▶ [Document section]
-- BEGIN --

MATLAB-style find() function in Python

PythonMatlabFind

Python Problem Overview


In MATLAB it is easy to find the indices of values that meet a particular condition:

>> a = [1,2,3,1,2,3,1,2,3];
>> find(a > 2)     % find the indecies where this condition is true
[3, 6, 9]          % (MATLAB uses 1-based indexing)
>> a(find(a > 2))  % get the values at those locations
[3, 3, 3]

What would be the best way to do this in Python?

So far, I have come up with the following. To just get the values:

>>> a = [1,2,3,1,2,3,1,2,3]
>>> [val for val in a if val > 2]
[3, 3, 3]

But if I want the index of each of those values it's a bit more complicated:

>>> a = [1,2,3,1,2,3,1,2,3]
>>> inds = [i for (i, val) in enumerate(a) if val > 2]
>>> inds
[2, 5, 8]
>>> [val for (i, val) in enumerate(a) if i in inds]
[3, 3, 3]

Is there a better way to do this in Python, especially for arbitrary conditions (not just 'val > 2')?

I found functions equivalent to MATLAB 'find' in NumPy but I currently do not have access to those libraries.

Python Solutions


Solution 1 - Python

in numpy you have where :

>> import numpy as np
>> x = np.random.randint(0, 20, 10)
>> x
array([14, 13,  1, 15,  8,  0, 17, 11, 19, 13])
>> np.where(x > 10)
(array([0, 1, 3, 6, 7, 8, 9], dtype=int64),)

Solution 2 - Python

You can make a function that takes a callable parameter which will be used in the condition part of your list comprehension. Then you can use a lambda or other function object to pass your arbitrary condition:

def indices(a, func):
    return [i for (i, val) in enumerate(a) if func(val)]

a = [1, 2, 3, 1, 2, 3, 1, 2, 3]

inds = indices(a, lambda x: x > 2)

-- END --

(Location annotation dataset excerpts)
-- BEGIN --

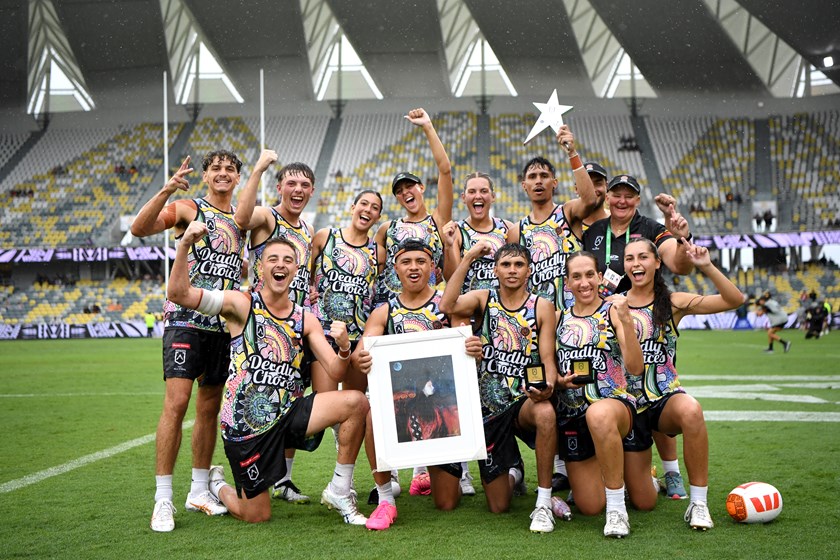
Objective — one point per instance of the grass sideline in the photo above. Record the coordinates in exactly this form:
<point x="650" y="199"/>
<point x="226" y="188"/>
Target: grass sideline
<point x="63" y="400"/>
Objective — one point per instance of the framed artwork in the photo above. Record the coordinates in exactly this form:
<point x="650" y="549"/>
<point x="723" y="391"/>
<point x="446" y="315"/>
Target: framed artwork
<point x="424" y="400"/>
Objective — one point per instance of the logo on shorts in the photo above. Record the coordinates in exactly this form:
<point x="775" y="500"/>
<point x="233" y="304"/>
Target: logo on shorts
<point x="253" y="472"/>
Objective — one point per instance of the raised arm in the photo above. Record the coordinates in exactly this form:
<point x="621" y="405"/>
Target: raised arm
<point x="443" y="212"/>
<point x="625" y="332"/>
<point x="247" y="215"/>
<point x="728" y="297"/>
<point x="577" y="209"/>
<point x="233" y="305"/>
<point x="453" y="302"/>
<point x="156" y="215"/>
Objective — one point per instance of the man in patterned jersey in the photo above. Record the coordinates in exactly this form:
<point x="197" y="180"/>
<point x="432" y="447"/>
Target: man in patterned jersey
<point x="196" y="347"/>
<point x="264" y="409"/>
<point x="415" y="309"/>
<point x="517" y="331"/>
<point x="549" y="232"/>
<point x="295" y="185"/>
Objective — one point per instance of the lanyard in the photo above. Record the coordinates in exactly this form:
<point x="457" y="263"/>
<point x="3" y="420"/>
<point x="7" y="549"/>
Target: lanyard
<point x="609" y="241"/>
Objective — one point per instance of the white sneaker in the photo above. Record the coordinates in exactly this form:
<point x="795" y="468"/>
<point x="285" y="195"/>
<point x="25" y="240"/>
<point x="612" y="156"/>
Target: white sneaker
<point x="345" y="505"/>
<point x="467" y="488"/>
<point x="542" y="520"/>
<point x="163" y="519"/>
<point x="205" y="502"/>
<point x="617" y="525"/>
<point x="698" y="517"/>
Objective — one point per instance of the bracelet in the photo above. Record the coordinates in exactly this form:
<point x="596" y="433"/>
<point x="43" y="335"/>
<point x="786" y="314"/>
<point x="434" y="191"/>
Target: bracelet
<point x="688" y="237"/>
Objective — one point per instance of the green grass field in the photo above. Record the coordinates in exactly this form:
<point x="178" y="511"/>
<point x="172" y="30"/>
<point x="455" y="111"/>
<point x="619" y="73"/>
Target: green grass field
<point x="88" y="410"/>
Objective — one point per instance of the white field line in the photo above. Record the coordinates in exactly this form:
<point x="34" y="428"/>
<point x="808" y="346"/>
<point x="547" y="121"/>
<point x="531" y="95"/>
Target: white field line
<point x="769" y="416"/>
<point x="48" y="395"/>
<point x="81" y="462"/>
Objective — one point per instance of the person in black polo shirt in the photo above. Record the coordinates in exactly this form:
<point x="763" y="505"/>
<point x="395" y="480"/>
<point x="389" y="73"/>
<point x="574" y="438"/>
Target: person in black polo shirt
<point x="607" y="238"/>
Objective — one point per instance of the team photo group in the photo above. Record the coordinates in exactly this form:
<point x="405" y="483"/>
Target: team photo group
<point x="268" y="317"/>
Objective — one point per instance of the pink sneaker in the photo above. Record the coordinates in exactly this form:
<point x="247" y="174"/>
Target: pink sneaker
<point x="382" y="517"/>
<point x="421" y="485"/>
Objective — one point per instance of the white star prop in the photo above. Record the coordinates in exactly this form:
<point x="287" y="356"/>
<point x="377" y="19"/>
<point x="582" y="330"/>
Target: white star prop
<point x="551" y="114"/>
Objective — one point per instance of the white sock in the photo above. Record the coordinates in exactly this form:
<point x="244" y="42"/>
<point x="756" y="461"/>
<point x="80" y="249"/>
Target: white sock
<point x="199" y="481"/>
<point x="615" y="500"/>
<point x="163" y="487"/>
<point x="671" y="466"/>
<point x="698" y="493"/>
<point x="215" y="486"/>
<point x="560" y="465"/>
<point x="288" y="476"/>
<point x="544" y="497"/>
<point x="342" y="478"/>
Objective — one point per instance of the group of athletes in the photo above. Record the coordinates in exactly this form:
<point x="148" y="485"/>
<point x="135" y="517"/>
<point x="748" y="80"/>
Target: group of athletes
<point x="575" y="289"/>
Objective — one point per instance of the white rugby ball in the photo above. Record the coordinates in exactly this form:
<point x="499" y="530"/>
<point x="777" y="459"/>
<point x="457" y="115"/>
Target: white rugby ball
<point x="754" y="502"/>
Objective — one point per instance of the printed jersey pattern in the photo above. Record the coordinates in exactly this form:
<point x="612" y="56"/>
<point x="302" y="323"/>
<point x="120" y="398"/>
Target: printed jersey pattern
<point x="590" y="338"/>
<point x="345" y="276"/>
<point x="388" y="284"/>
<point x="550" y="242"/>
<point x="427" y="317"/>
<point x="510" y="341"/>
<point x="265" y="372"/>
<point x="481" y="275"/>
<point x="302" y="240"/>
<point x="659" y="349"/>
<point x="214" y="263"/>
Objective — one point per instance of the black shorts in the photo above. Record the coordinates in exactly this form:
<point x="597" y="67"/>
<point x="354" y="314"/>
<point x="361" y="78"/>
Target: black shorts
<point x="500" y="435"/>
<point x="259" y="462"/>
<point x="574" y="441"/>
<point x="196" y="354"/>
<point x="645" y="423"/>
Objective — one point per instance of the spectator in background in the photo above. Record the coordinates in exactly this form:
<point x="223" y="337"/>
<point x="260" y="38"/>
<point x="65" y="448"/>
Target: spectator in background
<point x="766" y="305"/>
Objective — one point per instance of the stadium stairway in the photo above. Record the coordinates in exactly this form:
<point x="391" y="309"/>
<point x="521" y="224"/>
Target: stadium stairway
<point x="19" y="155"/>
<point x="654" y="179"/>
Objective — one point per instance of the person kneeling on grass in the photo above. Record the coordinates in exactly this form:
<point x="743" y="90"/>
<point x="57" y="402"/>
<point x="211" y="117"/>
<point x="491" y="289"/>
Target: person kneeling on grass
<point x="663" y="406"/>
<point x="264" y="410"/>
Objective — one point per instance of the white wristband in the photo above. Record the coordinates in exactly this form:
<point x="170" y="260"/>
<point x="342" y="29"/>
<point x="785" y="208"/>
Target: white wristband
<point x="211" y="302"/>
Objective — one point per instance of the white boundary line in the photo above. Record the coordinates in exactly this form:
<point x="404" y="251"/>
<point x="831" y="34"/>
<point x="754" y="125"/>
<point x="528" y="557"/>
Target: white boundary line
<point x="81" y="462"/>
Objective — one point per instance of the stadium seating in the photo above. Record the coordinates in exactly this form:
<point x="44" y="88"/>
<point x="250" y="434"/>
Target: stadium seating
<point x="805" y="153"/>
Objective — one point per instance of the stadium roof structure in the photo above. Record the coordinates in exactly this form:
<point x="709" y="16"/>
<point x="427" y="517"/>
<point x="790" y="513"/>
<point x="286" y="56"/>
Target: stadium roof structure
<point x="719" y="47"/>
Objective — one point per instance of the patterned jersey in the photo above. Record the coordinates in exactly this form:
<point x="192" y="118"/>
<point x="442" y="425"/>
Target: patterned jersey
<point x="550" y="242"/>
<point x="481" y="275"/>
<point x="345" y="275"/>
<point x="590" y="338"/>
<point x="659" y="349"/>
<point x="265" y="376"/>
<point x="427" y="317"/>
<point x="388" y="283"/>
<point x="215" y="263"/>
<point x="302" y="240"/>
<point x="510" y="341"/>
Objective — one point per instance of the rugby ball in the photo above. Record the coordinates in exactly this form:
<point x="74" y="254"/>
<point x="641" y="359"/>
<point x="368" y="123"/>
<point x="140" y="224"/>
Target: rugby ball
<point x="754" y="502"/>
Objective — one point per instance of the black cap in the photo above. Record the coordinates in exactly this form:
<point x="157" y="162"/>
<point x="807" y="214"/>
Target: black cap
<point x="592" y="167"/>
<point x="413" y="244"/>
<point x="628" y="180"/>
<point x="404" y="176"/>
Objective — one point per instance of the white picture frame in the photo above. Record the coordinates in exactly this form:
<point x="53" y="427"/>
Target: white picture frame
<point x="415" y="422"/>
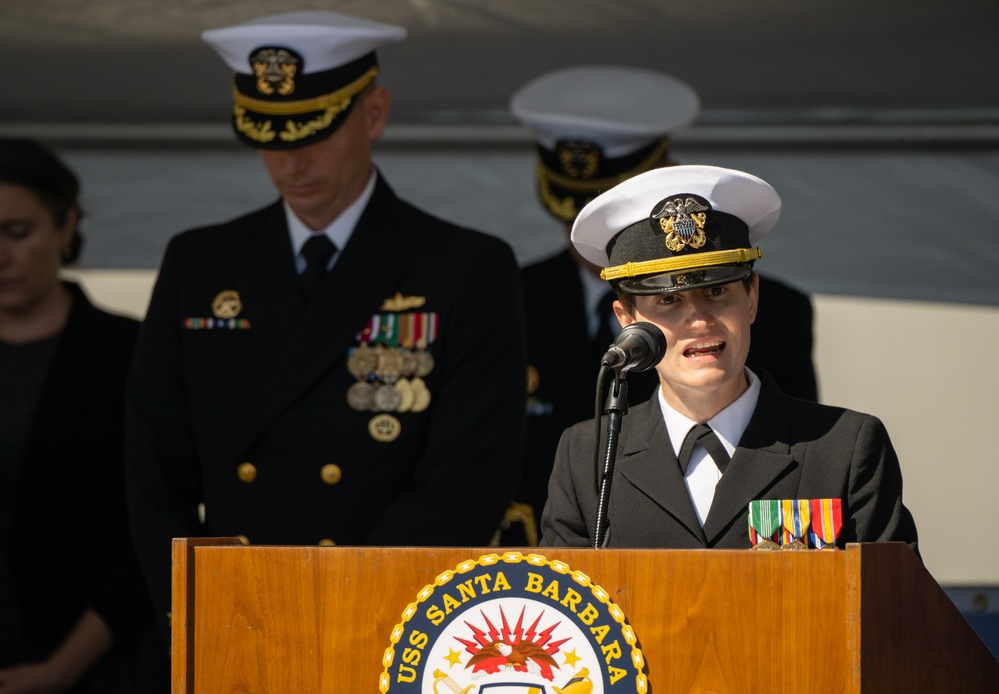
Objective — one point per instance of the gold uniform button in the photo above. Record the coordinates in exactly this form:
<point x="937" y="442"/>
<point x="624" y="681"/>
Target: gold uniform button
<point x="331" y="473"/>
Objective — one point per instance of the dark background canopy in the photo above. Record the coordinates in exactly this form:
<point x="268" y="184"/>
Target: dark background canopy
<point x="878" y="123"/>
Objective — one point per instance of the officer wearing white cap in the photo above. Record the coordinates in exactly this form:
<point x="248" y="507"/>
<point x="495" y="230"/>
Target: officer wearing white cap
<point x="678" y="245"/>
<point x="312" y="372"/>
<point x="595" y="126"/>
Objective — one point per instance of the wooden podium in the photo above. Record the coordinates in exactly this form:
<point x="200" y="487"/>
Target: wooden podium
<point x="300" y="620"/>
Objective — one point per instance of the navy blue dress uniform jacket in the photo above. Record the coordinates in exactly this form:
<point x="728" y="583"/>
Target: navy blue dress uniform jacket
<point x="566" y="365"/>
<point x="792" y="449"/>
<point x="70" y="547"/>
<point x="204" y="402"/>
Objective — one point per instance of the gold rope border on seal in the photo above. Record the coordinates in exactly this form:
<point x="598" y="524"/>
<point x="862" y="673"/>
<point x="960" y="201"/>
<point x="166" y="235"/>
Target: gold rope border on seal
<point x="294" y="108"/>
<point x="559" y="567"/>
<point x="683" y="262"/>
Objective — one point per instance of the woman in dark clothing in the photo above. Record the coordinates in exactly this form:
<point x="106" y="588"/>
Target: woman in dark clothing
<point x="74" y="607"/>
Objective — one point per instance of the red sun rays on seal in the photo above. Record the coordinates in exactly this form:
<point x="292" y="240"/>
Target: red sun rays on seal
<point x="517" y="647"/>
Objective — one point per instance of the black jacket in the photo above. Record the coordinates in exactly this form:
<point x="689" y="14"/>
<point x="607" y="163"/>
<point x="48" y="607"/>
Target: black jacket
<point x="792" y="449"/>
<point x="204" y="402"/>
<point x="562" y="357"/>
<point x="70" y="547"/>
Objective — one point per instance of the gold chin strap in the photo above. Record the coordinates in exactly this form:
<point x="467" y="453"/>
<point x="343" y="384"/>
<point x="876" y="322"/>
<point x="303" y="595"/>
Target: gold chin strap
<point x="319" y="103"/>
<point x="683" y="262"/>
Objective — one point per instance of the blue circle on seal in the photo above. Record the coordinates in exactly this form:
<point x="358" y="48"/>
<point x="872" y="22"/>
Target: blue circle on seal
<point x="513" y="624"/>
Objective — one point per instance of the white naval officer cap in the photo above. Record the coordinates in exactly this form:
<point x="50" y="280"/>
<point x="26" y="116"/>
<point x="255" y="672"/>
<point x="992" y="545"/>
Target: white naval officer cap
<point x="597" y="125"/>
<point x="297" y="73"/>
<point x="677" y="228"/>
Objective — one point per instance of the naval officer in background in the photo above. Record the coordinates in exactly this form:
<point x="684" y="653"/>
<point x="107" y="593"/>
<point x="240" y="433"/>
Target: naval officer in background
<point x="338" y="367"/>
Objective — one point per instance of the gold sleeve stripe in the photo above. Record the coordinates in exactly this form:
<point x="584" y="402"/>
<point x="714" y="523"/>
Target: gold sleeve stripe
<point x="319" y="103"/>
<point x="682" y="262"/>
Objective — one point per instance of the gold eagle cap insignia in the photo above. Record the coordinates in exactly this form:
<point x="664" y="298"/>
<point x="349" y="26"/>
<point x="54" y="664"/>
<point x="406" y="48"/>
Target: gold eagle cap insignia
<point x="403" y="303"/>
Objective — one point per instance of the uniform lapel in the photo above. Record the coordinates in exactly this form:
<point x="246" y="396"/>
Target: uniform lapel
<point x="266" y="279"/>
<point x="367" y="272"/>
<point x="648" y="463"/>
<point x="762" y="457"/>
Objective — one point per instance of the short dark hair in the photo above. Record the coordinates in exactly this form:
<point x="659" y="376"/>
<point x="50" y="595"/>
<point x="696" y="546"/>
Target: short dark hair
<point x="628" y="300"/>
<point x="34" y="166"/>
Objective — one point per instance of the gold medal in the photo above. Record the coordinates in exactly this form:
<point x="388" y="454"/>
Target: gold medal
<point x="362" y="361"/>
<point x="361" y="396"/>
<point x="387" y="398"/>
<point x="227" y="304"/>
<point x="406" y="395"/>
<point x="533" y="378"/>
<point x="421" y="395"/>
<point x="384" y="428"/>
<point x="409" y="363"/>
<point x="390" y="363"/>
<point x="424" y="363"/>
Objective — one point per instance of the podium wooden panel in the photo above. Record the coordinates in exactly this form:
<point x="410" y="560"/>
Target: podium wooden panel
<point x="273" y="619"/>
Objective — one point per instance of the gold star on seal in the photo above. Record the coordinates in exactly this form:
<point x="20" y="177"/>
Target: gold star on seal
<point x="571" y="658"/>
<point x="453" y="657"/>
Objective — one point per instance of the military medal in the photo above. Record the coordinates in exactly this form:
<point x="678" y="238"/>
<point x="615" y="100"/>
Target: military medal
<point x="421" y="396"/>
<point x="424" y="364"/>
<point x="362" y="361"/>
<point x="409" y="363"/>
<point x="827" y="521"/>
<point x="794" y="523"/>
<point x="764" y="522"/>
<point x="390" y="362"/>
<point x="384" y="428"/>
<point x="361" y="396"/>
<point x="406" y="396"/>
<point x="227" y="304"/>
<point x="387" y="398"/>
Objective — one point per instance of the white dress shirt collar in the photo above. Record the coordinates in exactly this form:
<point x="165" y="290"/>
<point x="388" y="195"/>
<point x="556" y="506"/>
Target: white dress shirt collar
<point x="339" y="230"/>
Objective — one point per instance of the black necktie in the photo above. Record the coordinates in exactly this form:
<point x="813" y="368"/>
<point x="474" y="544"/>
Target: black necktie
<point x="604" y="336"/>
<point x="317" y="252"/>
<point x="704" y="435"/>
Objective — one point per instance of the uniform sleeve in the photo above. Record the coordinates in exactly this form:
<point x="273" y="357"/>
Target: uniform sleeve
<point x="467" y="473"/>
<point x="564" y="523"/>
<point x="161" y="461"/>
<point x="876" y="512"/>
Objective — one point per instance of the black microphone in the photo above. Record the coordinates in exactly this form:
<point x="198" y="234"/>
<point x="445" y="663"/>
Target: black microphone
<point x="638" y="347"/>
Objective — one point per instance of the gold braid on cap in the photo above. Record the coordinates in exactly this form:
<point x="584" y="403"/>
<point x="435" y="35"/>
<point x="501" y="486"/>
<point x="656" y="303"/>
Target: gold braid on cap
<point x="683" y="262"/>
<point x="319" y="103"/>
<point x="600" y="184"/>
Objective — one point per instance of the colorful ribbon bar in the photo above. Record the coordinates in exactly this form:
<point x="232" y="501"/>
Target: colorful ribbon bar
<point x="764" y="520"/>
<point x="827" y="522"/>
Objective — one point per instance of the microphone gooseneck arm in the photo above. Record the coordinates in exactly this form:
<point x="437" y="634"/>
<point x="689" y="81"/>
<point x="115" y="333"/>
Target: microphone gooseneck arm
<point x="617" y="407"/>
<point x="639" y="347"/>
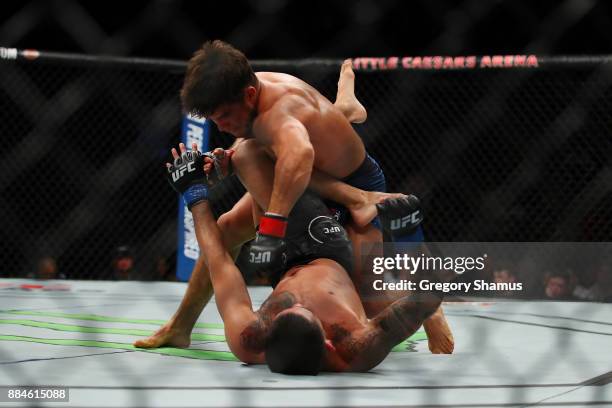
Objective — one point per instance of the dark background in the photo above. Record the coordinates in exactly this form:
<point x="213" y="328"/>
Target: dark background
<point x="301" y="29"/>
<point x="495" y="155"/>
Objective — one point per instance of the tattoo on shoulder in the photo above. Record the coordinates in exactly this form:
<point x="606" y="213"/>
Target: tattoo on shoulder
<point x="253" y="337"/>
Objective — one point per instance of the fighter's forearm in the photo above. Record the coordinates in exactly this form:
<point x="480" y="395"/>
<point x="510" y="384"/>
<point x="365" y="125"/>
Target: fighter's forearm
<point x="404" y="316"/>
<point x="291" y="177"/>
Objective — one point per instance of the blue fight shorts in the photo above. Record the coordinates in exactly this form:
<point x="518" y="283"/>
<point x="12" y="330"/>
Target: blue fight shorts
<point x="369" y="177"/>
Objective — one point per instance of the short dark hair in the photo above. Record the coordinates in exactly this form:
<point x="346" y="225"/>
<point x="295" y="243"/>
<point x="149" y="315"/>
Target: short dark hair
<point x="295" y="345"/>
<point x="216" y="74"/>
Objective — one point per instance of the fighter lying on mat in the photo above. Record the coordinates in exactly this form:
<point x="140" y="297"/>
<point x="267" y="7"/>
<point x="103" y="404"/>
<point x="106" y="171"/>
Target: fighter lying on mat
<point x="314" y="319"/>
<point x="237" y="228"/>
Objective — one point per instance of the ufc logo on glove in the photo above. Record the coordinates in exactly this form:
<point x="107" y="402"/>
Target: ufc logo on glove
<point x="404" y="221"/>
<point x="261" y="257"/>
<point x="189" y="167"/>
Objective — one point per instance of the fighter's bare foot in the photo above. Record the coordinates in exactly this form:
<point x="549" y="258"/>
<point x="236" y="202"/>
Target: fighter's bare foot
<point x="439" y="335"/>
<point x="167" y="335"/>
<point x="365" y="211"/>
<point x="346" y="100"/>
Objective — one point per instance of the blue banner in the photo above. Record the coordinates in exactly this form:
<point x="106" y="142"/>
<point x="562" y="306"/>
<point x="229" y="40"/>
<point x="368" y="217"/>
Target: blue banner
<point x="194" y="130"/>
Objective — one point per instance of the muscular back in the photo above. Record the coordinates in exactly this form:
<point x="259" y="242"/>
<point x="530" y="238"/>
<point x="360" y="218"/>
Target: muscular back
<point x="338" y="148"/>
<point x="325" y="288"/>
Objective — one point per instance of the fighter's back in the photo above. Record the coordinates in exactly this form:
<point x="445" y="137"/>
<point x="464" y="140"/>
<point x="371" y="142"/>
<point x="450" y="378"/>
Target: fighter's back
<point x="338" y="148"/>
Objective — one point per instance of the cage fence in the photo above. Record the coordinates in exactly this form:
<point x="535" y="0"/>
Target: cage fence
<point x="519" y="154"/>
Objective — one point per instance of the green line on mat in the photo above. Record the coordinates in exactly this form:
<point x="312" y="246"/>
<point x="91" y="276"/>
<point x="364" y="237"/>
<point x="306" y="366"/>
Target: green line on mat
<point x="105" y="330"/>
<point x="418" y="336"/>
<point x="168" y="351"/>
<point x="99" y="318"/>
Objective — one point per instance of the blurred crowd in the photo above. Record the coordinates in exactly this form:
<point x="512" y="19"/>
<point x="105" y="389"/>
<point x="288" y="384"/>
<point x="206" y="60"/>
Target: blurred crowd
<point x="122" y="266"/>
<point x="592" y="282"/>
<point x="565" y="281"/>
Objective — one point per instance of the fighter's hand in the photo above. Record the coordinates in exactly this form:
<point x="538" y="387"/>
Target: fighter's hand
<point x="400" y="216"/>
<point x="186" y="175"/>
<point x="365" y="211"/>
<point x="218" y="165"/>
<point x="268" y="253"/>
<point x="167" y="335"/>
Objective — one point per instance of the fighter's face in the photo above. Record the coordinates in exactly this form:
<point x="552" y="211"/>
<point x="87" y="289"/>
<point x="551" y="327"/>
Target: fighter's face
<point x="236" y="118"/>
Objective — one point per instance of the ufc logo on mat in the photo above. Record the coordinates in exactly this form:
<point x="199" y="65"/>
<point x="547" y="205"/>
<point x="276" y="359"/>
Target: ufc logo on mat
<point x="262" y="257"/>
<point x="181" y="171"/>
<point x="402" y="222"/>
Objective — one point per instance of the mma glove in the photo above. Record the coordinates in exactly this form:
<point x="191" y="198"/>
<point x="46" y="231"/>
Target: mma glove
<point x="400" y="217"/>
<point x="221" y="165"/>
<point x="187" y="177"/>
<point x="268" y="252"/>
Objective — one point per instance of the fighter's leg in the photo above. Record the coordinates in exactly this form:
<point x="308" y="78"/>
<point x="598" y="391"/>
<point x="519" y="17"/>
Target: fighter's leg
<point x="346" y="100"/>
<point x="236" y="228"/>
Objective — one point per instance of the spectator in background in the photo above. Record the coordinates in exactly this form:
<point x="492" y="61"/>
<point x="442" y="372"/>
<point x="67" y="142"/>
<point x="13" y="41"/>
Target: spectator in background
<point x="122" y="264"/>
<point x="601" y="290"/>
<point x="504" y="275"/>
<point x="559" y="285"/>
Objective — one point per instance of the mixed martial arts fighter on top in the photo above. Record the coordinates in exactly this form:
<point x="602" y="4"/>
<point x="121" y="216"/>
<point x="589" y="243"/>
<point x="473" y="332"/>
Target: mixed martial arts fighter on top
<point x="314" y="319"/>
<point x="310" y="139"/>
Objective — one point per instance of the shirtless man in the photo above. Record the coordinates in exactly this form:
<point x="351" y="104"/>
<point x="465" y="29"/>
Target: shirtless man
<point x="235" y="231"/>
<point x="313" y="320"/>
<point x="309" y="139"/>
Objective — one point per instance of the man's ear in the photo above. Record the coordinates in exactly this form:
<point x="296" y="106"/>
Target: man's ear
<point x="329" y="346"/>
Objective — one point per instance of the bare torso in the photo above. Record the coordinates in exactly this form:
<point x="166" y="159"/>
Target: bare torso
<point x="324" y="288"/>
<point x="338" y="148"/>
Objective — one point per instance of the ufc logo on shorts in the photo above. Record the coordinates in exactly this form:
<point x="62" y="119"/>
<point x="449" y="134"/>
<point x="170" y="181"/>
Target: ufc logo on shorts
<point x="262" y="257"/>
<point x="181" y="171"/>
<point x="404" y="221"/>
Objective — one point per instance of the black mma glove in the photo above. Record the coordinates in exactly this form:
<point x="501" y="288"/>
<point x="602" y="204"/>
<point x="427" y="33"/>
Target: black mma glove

-- END --

▶ [Task goal] Take the thread above on writing a MATLAB-style find() in Python further, starting right after its last line of code.

▶ [Answer for the task]
>>> inds
[2, 5, 8]

It's a little closer to your Matlab example, without having to load up all of numpy.

Solution 3 - Python

Or use numpy's nonzero function:

import numpy as np
a    = np.array([1,2,3,4,5])
inds = np.nonzero(a>2)
a[inds] 
array([3, 4, 5])

Solution 4 - Python

Why not just use this:

[i for i in range(len(a)) if a[i] > 2]

or for arbitrary conditions, define a function f for your condition and do:

[i for i in range(len(a)) if f(a[i])]

Solution 5 - Python

The numpy routine more commonly used for this application is numpy.where(); though, I believe it works the same as numpy.nonzero().

import numpy
a    = numpy.array([1,2,3,4,5])
inds = numpy.where(a>2)

To get the values, you can either store the indices and slice withe them:

a[inds]

or you can pass the array as an optional parameter:

numpy.where(a>2, a)

or multiple arrays:

b = numpy.array([11,22,33,44,55])
numpy.where(a>2, a, b)

Solution 6 - Python

To get values with arbitrary conditions, you could use filter() with a lambda function:

>>> a = [1,2,3,1,2,3,1,2,3]
>>> filter(lambda x: x > 2, a)
[3, 3, 3]

One possible way to get the indices would be to use enumerate() to build a tuple with both indices and values, and then filter that:

>>> a = [1,2,3,1,2,3,1,2,3]
>>> aind = tuple(enumerate(a))
>>> print aind
((0, 1), (1, 2), (2, 3), (3, 1), (4, 2), (5, 3), (6, 1), (7, 2), (8, 3))
>>> filter(lambda x: x[1] > 2, aind)
((2, 3), (5, 3), (8, 3))

Solution 7 - Python

I've been trying to figure out a fast way to do this exact thing, and here is what I stumbled upon (uses numpy for its fast vector comparison):

a_bool = numpy.array(a) > 2
inds = [i for (i, val) in enumerate(a_bool) if val]

It turns out that this is much faster than:

inds = [i for (i, val) in enumerate(a) if val > 2]

It seems that Python is faster at comparison when done in a numpy array, and/or faster at doing list comprehensions when just checking truth rather than comparison.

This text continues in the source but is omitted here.